▶ _Prompt_
Add 134 to every x and y coordinate in the answers, then write out every line of the listing below, not only the answers, starting at the line containing "Spot the mountain in" and ending with the last line of the listing.

▶ _Provided entries_
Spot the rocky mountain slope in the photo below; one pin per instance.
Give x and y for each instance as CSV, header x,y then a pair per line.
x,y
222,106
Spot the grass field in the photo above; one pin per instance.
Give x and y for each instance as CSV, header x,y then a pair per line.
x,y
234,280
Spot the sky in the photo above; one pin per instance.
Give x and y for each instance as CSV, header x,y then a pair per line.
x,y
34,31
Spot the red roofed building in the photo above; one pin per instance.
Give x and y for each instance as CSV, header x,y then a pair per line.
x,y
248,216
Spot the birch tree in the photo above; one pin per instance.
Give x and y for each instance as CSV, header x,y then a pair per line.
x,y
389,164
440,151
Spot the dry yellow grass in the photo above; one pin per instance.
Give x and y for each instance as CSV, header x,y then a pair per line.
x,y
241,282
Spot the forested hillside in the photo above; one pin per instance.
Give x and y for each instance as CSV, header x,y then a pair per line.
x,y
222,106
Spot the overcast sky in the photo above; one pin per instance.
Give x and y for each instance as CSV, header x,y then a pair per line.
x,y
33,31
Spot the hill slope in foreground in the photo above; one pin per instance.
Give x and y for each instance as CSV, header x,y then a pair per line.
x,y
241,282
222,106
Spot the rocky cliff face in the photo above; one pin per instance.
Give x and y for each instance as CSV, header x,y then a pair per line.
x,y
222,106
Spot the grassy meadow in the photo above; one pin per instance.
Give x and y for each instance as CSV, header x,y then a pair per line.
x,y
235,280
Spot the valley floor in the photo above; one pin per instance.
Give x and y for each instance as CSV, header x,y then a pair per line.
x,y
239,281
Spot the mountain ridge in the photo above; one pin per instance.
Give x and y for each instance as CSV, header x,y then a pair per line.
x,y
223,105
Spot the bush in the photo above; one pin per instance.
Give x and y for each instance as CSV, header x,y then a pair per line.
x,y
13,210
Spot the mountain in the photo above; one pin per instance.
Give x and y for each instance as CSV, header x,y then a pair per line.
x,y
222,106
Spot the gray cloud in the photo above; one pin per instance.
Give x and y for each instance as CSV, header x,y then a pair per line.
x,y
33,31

▶ _Written response_
Spot the mountain in the photo above; one pin per instance.
Give x and y for each instance as CSV, header x,y then a pair per line.
x,y
356,240
Spot the gray cloud in the photo above; one pin per instance.
Give x and y for each instance as CSV, header x,y then a pair per line.
x,y
167,165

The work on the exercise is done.